▶ _YOUR TASKS_:
a) Using the article on Sweden's coronavirus response, explain in one to three sentences why a larger share of immune people protects those who are not immune.
b) Please state what Denmark's strategy to prevent a new wave of infections revolves around, according to the article on Sweden's coronavirus response.
c) In the article on Sweden's coronavirus response, rename "citizens" as "residents" and give the part from "Denmark, with its" to "businesses in April." with that change.
[PASSAGE FOR REVIEW]
Sweden, one of the world’s few countries that has not imposed a full lockdown during the coronavirus pandemic, insists it took the right approach, despite seeing more cases and fatalities than its neighbors.

The country of over 10 million has kept schools and cafes open and still allows gatherings of up to 50 people, relying more on advising citizens and appealing to their sense of personal responsibility, rather than restricting their movements.

In devising a response, the Swedish government’s scientific advisers seem to have favored the concept of herd immunity – a form of indirect protection from infectious diseases that occurs when a large percentage of a population becomes immune to a virus.

According to Clinical Infectious Diseases, a medical journal published by the Oxford University Press, there is a smaller probability that non-immune individuals will come into contact with the virus if there is a greater proportion of immune individuals in a community.

But with 4,266 fatalities and 35,727 COVID-19 fatalities as of Thursday, the jury is still out on whether Sweden’s gamble has really paid off.

Neighborhood numbers

Sweden’s COVID-19 mortality rate tops all Nordic countries and is also among the highest in the world.

According to the European Centre for Disease Prevention and Control, Sweden has a rate of 338.2 cases and 40.5 deaths per 100,000 population.

Denmark, with its over 5.8 million people, has 11,712 cases and 568 deaths so far, which translates to about 198 cases and 9.7 fatalities per 100,000 population.

In terms of lockdown measures, Denmark has allowed citizens to visit parks, museums, and zoos starting last week, after reopening schools and small businesses in April.

The country’s strategy to prevent a new wave of infections revolves around prompt testing. 

Sweden’s western neighbor Norway remained under strict lockdown for almost two months and has 157.7 cases and 4.4 deaths per 100,000 people.
[/PASSAGE FOR REVIEW]
[SOURCE DATA]
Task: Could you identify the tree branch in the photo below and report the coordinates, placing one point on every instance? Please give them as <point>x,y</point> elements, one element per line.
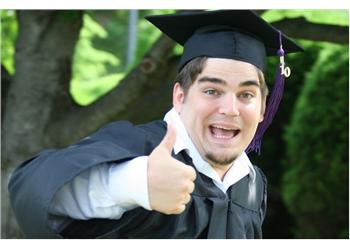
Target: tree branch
<point>301,28</point>
<point>155,70</point>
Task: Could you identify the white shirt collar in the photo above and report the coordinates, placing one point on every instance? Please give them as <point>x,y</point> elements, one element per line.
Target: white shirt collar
<point>239,169</point>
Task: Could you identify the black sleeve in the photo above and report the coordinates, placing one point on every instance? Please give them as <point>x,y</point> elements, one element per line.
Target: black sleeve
<point>34,183</point>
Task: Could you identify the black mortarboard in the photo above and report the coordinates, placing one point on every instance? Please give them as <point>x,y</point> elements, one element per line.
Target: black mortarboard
<point>232,34</point>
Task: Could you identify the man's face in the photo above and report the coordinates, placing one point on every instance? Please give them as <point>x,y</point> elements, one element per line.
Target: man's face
<point>221,110</point>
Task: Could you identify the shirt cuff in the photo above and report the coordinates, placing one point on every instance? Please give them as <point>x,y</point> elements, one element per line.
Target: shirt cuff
<point>128,183</point>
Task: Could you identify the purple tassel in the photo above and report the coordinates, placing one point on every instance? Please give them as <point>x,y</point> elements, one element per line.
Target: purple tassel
<point>272,104</point>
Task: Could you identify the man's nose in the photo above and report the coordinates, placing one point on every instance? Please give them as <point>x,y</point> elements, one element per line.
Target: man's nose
<point>229,106</point>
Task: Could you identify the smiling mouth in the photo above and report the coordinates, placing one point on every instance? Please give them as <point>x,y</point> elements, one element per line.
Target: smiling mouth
<point>222,132</point>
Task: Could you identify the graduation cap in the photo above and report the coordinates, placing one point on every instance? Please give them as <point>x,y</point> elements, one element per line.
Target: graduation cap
<point>233,34</point>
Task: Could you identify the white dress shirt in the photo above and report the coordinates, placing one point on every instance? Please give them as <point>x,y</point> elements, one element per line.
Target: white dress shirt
<point>108,190</point>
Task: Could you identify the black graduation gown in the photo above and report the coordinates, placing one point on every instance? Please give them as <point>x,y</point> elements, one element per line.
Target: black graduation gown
<point>210,213</point>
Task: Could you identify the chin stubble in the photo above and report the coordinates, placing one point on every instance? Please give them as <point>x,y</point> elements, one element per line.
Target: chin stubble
<point>220,160</point>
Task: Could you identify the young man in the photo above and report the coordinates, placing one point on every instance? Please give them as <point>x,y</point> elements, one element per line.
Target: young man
<point>187,176</point>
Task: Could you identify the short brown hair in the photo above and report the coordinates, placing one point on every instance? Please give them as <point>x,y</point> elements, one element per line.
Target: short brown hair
<point>188,74</point>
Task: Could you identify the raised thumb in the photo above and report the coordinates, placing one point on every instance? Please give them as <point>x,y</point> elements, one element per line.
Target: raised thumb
<point>169,139</point>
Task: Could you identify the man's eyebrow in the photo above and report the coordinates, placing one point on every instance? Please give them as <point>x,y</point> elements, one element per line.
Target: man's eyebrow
<point>223,82</point>
<point>212,80</point>
<point>249,83</point>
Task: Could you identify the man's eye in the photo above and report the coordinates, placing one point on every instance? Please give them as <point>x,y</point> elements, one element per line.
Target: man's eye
<point>211,92</point>
<point>246,95</point>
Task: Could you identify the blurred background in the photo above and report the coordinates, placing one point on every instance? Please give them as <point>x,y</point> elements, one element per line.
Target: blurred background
<point>66,73</point>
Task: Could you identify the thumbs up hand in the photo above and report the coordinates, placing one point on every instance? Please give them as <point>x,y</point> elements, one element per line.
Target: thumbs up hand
<point>170,182</point>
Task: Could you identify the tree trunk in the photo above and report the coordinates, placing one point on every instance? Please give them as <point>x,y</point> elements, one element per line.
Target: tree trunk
<point>39,110</point>
<point>43,59</point>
[/SOURCE DATA]
▶ _ANSWERS TO THE TASKS_:
a) According to Clinical Infectious Diseases, when a greater proportion of a community is immune, there is a smaller probability that non-immune individuals will come into contact with the virus.

b) It revolves around prompt testing.

c)
Denmark, with its over 5.8 million people, has 11,712 cases and 568 deaths so far, which translates to about 198 cases and 9.7 fatalities per 100,000 population.

In terms of lockdown measures, Denmark has allowed residents to visit parks, museums, and zoos starting last week, after reopening schools and small businesses in April.